• SET TASK:
Write out again, word for word, the part of the material that begins with the line containing "the monument column" and runs through the end of the material, with both ends included. Leave the pictures out of your answer.

• ENTRIES:
** Start **
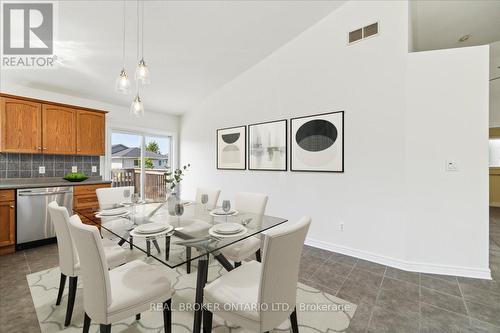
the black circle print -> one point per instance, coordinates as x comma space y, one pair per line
230, 138
316, 135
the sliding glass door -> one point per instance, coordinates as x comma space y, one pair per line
141, 160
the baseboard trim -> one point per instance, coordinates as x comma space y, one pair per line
401, 264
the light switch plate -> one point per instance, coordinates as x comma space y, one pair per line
451, 165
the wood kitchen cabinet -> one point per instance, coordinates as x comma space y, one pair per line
20, 126
90, 133
7, 221
34, 126
58, 129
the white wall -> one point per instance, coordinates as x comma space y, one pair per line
317, 72
447, 119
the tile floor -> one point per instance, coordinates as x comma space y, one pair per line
388, 299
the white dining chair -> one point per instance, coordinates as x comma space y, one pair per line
113, 295
254, 203
259, 287
110, 197
213, 196
69, 263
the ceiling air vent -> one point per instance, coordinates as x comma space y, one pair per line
362, 33
355, 35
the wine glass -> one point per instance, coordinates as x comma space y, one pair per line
179, 210
204, 200
226, 207
135, 200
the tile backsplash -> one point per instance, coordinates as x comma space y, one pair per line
26, 165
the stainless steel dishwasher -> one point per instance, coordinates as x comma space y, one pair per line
34, 226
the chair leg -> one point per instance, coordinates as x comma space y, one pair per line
155, 243
167, 248
62, 283
105, 328
258, 256
167, 316
73, 281
207, 321
86, 323
188, 258
293, 321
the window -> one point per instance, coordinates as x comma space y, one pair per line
141, 160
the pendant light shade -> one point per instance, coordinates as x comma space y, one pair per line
123, 83
137, 108
142, 72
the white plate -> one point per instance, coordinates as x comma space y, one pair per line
169, 228
113, 212
227, 228
215, 234
220, 212
151, 228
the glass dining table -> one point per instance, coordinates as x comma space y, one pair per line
155, 230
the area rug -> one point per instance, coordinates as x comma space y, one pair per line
317, 311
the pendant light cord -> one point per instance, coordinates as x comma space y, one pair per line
142, 29
137, 51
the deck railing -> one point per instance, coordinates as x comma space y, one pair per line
154, 181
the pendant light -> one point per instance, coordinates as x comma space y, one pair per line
122, 84
137, 108
142, 71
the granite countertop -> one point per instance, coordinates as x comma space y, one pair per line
16, 183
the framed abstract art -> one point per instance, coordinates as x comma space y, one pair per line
231, 148
267, 146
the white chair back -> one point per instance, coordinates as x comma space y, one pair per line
68, 256
213, 196
111, 196
254, 203
94, 269
280, 270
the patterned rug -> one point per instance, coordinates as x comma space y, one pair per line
317, 311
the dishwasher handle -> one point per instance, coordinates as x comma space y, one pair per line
35, 194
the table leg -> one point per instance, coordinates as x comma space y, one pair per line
167, 248
223, 261
201, 281
155, 243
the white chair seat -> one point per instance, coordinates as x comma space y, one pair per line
234, 288
241, 250
134, 287
193, 227
115, 254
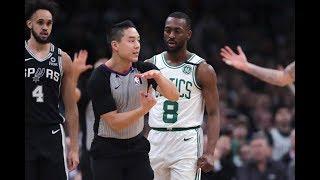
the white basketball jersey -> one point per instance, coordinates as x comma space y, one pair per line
188, 110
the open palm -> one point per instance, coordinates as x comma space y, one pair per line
238, 61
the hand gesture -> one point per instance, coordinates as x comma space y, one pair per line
205, 162
238, 61
147, 100
79, 62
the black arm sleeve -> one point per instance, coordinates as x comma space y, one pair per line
144, 67
100, 92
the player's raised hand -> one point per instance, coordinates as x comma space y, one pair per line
79, 62
205, 162
238, 61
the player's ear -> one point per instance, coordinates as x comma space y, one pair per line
115, 45
28, 23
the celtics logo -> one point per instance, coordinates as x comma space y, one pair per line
187, 69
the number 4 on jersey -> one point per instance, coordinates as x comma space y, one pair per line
38, 93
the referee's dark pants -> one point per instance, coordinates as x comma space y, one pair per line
45, 157
121, 159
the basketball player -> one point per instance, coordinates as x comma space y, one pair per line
118, 90
175, 135
272, 76
48, 74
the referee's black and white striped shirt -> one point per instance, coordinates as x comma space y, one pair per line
110, 91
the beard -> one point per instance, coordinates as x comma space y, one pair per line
39, 39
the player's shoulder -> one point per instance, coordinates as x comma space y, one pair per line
144, 66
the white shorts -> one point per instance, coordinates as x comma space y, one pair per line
174, 154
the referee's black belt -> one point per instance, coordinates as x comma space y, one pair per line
175, 129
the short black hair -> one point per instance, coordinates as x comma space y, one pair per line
32, 6
116, 32
181, 15
261, 135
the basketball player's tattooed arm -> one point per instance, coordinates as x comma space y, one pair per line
68, 87
207, 79
272, 76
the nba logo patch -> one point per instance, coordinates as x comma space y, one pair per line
137, 81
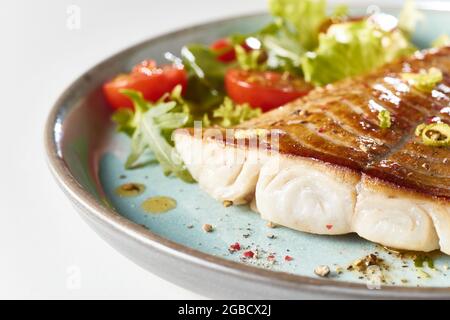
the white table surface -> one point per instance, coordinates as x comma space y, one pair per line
43, 242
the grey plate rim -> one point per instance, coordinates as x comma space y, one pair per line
117, 223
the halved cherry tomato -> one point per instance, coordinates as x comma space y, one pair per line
147, 78
264, 89
225, 50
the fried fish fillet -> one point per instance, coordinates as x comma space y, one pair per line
333, 170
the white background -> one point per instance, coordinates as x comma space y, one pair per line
41, 236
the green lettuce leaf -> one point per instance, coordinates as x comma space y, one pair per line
353, 48
150, 125
304, 16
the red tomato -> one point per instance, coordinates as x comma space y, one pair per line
264, 89
225, 50
147, 78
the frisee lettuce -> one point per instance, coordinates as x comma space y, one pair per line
230, 114
353, 48
251, 60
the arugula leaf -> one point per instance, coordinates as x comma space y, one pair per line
252, 60
441, 41
424, 80
230, 114
124, 121
205, 78
151, 126
304, 16
353, 48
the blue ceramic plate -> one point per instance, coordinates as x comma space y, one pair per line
87, 158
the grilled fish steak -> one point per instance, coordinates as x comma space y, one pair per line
334, 170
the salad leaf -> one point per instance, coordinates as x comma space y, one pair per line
124, 121
409, 17
442, 41
304, 16
230, 114
353, 48
205, 78
340, 11
149, 122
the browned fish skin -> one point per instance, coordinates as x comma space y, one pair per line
338, 124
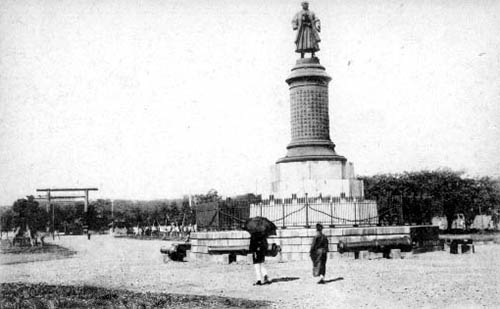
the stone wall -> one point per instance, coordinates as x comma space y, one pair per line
295, 243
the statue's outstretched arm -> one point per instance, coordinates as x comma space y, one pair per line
317, 23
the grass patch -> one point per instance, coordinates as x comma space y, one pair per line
15, 254
21, 295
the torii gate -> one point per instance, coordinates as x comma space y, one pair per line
50, 197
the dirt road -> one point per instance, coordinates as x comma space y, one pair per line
435, 279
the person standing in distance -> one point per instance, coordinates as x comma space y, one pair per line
258, 248
318, 253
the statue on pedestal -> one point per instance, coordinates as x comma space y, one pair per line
308, 28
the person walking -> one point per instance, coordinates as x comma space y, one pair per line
318, 253
258, 248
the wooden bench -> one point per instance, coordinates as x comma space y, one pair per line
466, 244
379, 245
176, 252
272, 250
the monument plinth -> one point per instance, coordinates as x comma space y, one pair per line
311, 165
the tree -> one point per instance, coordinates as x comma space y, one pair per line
27, 213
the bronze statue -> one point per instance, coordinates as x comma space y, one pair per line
307, 26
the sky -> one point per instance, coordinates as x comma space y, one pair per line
158, 99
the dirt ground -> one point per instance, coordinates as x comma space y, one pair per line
436, 279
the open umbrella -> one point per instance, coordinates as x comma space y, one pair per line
261, 226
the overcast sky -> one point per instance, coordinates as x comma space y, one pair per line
156, 99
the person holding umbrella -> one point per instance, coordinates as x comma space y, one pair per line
318, 253
259, 228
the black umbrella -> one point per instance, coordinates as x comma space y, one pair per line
260, 226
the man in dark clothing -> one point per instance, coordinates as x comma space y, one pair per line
318, 253
258, 248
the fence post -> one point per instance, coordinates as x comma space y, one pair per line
307, 212
283, 211
331, 213
355, 218
218, 216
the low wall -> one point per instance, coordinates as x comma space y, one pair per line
295, 243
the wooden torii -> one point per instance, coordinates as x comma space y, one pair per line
50, 197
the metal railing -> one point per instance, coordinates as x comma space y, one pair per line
305, 211
289, 212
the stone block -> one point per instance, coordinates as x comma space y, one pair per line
375, 255
241, 242
395, 254
306, 241
291, 241
467, 249
333, 255
246, 259
311, 232
364, 255
335, 232
220, 258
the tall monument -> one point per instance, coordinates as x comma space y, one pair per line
311, 164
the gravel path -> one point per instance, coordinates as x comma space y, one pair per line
435, 279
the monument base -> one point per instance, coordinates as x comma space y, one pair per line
296, 243
325, 178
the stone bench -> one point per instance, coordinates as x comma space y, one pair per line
464, 245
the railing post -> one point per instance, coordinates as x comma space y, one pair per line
331, 213
355, 218
283, 212
218, 216
307, 212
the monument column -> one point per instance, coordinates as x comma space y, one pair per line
311, 165
310, 124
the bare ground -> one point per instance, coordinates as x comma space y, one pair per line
435, 279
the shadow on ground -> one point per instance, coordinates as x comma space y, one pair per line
334, 280
284, 279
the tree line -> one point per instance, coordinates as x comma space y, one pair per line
416, 197
402, 198
70, 217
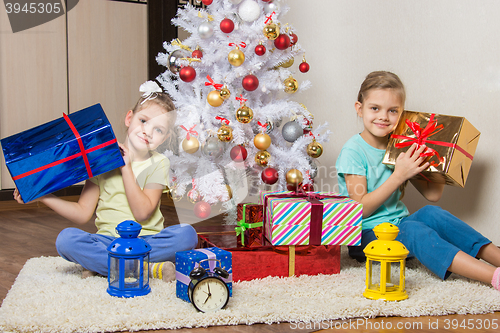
** End **
• TASK RESULT:
the monument column -> one point per instance, coordinates as x comma space y, one pair per line
311, 165
310, 124
the bare ground -> one point per instance, coordinates as x comma space y, one pair per line
435, 279
the shadow on ground -> one point per instance, coordinates as x comma space y, one pair per line
334, 280
284, 279
the tree line -> one point per instance, coordinates as x comma space y, one pair per line
416, 197
402, 198
70, 217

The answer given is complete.